PASSAGE –

BASIS OF PREPARATION OF FINANCIAL STATEMENTS
The Financial Statements have been prepared in conformity with
Generally Accepted Accounting Principles to comply in all material
respects with the notified Accounting Standards ('AS') under Companies
Accounting Standard Rules, 2006, (as amended), the relevant provisions
of the Companies Act, 1956 ('the Act'). The Financial Statements have
been prepared under the historical cost convention on an accrual basis.
The accounting policies have been consistently applied by the Company
and are consistent with those used in the previous year.
a) Change in Accounting Policy
Presentation and disclosure of financial statements
During the year ended 31 March 2014, the Revised Schedule VI notified
under Companies Act 1956, has become applicable to the Company, for
preparation and presentation of its Financial Statements. The adoption
of Revised Schedule VI does not impact recognition and measurement
principles followed for preparation of Financial Statements. However,
it has significant impact on presentation and disclosures made in the
Financial Statements. The Company has also reclassified the previous
year figures in accordance with the requirements applicable in the
current year, for comparison.
b) Method of Accounting
The Company follows mercantile system of accounting and recognizes
income and expenditure on accrual basis.
c) Use of Estimates
The preparation of Financial Statements in conformity with Generally
Accepted Accounting Principles in India requires management to make
estimates and assumptions that affect the reported amounts of assets,
liabilities, revenue and expenses and disclosure of contingent assets
and liabilities at the end of the reporting period. The estimates and
assumptions used in the accompanying Financial Statements are based
upon management's evaluation of the relevant facts and circumstances as
of the date of the Financial Statements. Actual results may differ from
the estimates and assumptions used in preparing the accompanying
Financial Statements. Any revisions to accounting estimates are
recognized prospectively in current and future periods.
d) Fixed Assets, Depreciation, amortization and impairment of assets
Tangible Fixed Assets and Intangible Assets
Tangible Fixed assets and Intangible Assets are stated at their
original cost of acquisition, net of accumulated depreciation and
CENVAT credit, and include taxes, freight and other incidental expenses
related to their acquisition / construction / installation.
Pre-operative expenses relatable to a specific project are capitalized
till all the activities necessary to prepare the qualifying asset for
its intended use are completed. Expenses capitalized also include
applicable borrowing costs. Intangible Assets
Intangible Assets are recognized in the Balance Sheet at cost, net of
any accumulated amortization / impairment. Preliminary expenses are
amortized over a period of 5 years. De-merger expenses are amortized
over a period of ten years.
Depreciation
Depreciation is provided on all depreciable assets by Written down
Value Method at the rates prescribed in schedule XVI to the Companies
Act, 1956 as amended from time to time. Depreciation has been
calculated on pro-rata basis from the date of acquisition /
Installation of asset. Depreciation as per Income Tax has been
separately calculated for ascertaining the Tax liability.
Impairment of assets
An asset is treated as impaired when the carrying cost of the asset
exceeds its recoverable value. An impairment loss is charged to the
Profit and Loss account in the year in which an asset is identified as
impaired.
e) Investments
Investments are classified into current and long-term investments.
Current Investments are carried at lower of cost or fair market value.
Any diminution in their value is recognized in the profit and loss
account. Long-term investments, including investment in subsidiaries,
are carried at cost. Diminution of temporary nature in the value of
such long-term investments is not provided for except when such
diminution is determined to be of a permanent nature.

REQUIRED TASK 1 – In the accounting policies note, condense the paragraph beginning "The preparation of Financial Statements in conformity with Generally Accepted Accounting Principles in India" into a short bulleted list that keeps its main facts.
REQUIRED TASK 2 – Reproduce part of the accounting policies note word for word. Begin at the words "d) Fixed Assets, Depreciation, amortization" and stop after "construction / installation.".

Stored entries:
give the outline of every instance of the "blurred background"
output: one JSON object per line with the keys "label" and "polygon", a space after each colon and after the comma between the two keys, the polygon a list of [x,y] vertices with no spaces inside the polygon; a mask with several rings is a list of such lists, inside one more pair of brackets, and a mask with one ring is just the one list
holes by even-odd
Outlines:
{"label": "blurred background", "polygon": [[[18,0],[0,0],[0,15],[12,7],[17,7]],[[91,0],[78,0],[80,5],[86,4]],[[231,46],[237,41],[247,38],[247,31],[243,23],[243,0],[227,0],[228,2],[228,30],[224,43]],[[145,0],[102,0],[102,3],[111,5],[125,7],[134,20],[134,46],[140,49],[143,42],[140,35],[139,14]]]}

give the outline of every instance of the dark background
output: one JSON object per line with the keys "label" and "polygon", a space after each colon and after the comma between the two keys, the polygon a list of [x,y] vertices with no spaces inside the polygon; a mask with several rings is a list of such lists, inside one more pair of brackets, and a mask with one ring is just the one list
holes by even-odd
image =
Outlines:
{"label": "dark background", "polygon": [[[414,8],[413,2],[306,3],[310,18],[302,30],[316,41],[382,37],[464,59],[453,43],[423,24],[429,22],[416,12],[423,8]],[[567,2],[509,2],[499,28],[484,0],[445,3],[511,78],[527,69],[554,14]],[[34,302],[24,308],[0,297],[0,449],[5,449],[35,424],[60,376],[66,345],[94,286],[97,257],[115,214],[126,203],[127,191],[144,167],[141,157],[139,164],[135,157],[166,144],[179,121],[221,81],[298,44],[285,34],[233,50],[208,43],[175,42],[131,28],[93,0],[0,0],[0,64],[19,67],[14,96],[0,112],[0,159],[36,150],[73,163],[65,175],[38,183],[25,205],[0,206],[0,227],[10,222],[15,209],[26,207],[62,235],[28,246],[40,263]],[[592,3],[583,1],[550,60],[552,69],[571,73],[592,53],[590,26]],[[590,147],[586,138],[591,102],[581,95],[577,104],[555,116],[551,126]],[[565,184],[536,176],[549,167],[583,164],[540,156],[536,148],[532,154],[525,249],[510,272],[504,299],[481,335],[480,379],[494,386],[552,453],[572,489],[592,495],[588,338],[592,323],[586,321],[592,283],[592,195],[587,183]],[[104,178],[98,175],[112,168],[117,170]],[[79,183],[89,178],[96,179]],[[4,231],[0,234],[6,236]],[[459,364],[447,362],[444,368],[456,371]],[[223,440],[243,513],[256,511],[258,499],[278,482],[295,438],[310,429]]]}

FULL ANSWER 1 –
- Preparing the Financial Statements under Indian GAAP requires management to make estimates and assumptions.
- These affect the reported amounts of assets, liabilities, revenue and expenses, and the disclosure of contingent assets and liabilities at the end of the reporting period.
- They rest on management's evaluation of the relevant facts and circumstances as of the date of the Financial Statements.
- Actual results may differ from them.
- Any revisions to accounting estimates are recognized prospectively in current and future periods.

FULL ANSWER 2 –
d) Fixed Assets, Depreciation, amortization and impairment of assets
Tangible Fixed Assets and Intangible Assets
Tangible Fixed assets and Intangible Assets are stated at their
original cost of acquisition, net of accumulated depreciation and
CENVAT credit, and include taxes, freight and other incidental expenses
related to their acquisition / construction / installation.